§ **Petunjuk Pengerjaan**
**a)** Terjemahkan ke dalam bahasa Inggris kalimat berikut dari berita tentang kasus KDRT di Serpong Utara: "Kejadian di Serpong ini sangat jahat karena penganiayaan dilakukan dengan keji saat istri sedang mengandung anak dari pelaku sendiri."
**b)** Tuliskan lanjutan berita tentang kasus KDRT di Serpong Utara, dimulai tepat setelah kalimat terakhir yang tercantum.

§ **Bacaan**
--*--
TANGERANGNEWS.com- Ketua Dewan Perwakilan Rakyat Republik Indonesia (DPR RI) Puan Maharani menyoroti kasus kekerasan dalam rumah tangga (KDRT) yang viral baru-baru ini di Serpong Utara, Tangerang Selatan (Tangsel)
"Kepolisian perlu bertindak tegas dalam menyelesaikan kasus KDRT, dan pastikan untuk mengedepankan perlindungan korban, apalagi jika perempuan yang menjadi korban. Harus ada ketegasan dalam tindak pidana kekerasan,” ujar Puan dalam keterangan tertulisnya, Kamis, 20 Juli 2023.
Puan pun menyentil pihak kepolisian yang sempat melepaskan tersangka berinisial BD hingga yang bersangkutan melarikan diri, meski saat ini tersangka telah berhasil tertangkap dan ditahan.
Padahal, menurut Puan seharusnya pihak kepolisian menahan BD sejak awal kasus ini terungkap, mengingat tindakan penganiayaan terhadap istrinya sendiri berinisal TM yang tengah hamil empat bulan hingga mengalami trauma fisik dan psikis tersebut tidak dapat ditoleransi.
"Jangan ada toleransi untuk KDRT. Kejadian di Serpong ini sangat jahat karena penganiayaan dilakukan dengan keji saat istri sedang mengandung anak dari pelaku sendiri. Sejak pemeriksaan seharusnya sudah ditahan," imbuhnya.
Baca Juga: PKS dan Demokrat Kalah Suara, RUU Kesehatan Resmi Disahkan
Selain itu, Puan tak menampik peliknya persoalan KDRT di Indonesia kerap kali antara pelaku dan korban yang bestatus sebagai keluarga dan tidak jarang justru korban memaafkan pelaku menimbang aspek-aspek tertentu.
--*--
§ **Cuplikan Data**
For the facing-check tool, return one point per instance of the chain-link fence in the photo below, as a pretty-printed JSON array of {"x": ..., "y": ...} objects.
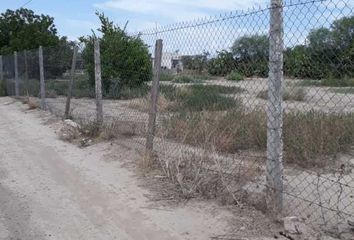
[{"x": 232, "y": 107}]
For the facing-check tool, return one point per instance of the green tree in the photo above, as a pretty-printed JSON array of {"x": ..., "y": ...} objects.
[
  {"x": 23, "y": 29},
  {"x": 222, "y": 64},
  {"x": 125, "y": 60},
  {"x": 197, "y": 62},
  {"x": 251, "y": 55}
]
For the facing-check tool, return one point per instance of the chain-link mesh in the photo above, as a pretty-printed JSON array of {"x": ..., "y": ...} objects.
[{"x": 212, "y": 134}]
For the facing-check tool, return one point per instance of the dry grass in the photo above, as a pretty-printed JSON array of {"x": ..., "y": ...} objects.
[
  {"x": 144, "y": 104},
  {"x": 309, "y": 138},
  {"x": 32, "y": 103},
  {"x": 289, "y": 94}
]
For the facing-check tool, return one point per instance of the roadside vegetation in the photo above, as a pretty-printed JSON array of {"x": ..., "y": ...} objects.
[
  {"x": 289, "y": 94},
  {"x": 311, "y": 139}
]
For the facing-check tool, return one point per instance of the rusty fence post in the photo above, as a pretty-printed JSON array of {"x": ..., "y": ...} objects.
[
  {"x": 71, "y": 82},
  {"x": 41, "y": 78},
  {"x": 98, "y": 82},
  {"x": 154, "y": 97}
]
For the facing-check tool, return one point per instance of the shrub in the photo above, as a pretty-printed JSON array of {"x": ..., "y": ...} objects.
[
  {"x": 329, "y": 82},
  {"x": 234, "y": 76},
  {"x": 125, "y": 60},
  {"x": 128, "y": 92},
  {"x": 57, "y": 88},
  {"x": 166, "y": 76},
  {"x": 183, "y": 79}
]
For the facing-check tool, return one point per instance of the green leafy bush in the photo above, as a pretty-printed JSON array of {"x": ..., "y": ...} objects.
[
  {"x": 125, "y": 60},
  {"x": 183, "y": 79},
  {"x": 234, "y": 76}
]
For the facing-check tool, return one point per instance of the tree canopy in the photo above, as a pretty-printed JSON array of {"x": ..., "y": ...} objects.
[
  {"x": 125, "y": 60},
  {"x": 23, "y": 29}
]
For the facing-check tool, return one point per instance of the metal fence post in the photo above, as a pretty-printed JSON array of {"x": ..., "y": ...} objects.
[
  {"x": 17, "y": 88},
  {"x": 154, "y": 97},
  {"x": 1, "y": 69},
  {"x": 274, "y": 164},
  {"x": 26, "y": 72},
  {"x": 41, "y": 77},
  {"x": 98, "y": 82},
  {"x": 70, "y": 88}
]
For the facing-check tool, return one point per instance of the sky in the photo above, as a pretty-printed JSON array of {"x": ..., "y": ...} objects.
[{"x": 75, "y": 18}]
--*--
§ **Jawaban yang Diharapkan**
**a)** This incident in Serpong is truly evil because the abuse was carried out cruelly while the wife was carrying the perpetrator's own child.

**b)**
Kendati demikian, Puan menegaskan pihak aparat penegak hukum memberikan dukungan terhadap korban yang ingin pelaku KDRT dihukum. Ia pun menyoroti gerak pihak kepolisian yang harus menunggu viral terlebih dahulu.
Baca Juga: DPR RI Komentari Polemik MPLS di SDN Uwung Jaya Kota Tangerang
"Dan seperti yang pernah saya sampaikan, penanganan kasus secara maksimal seharusnya tidak menunggu viral terlebih dahulu," ucapnya.
Ia pun menyesalkan keputusah pihak Polres Tangsel karena menganggap KDRT yang dilakukan oleh BD merupakan tindak pidana ringan, sehingga tidak dapat dilakukan penahanan. Seperti diketahui, BD dijerat Pasal 44 Ayat (4) UU tentang Penghapusan Kekerasan Dalam Rumah Tangga (PKDRT) di mana ancaman hukuman kurang dari 5 tahun.
"Subyektivitas polisi harusnya tidak tumpul. Kita selama ini sudah berteriak-teriak untuk perlindungan terhadap perempuan demi kemajuan pembangunan bangsa tapi langkah seperti ini justru membawa kemunduran dari perjuangan kita," tegasnya.
Dikatakan Puan, korban KDRT perlu diberikan penampingan khusus guna menyembuhkan trauma mental yang dialaminta, ia meminta keterlibatan Kementerian Pemberdayaan Perempuan (KemenPPPA) dan Komnas Perempuan, untuk mendampingi korban KDRT hingga proses penyelidikan selesai.
"Korban KDRT ini emosi dan mentalnya tengah terguncang, di samping luka fisik yang dialami, ada juga persoalan psikologisnya. Jadi perlu pendampingan khusus dari Pemerintah untuk memberikan trauma healing agar korban lebih tegar dalam upaya penyelesaian kasusnya," katanya.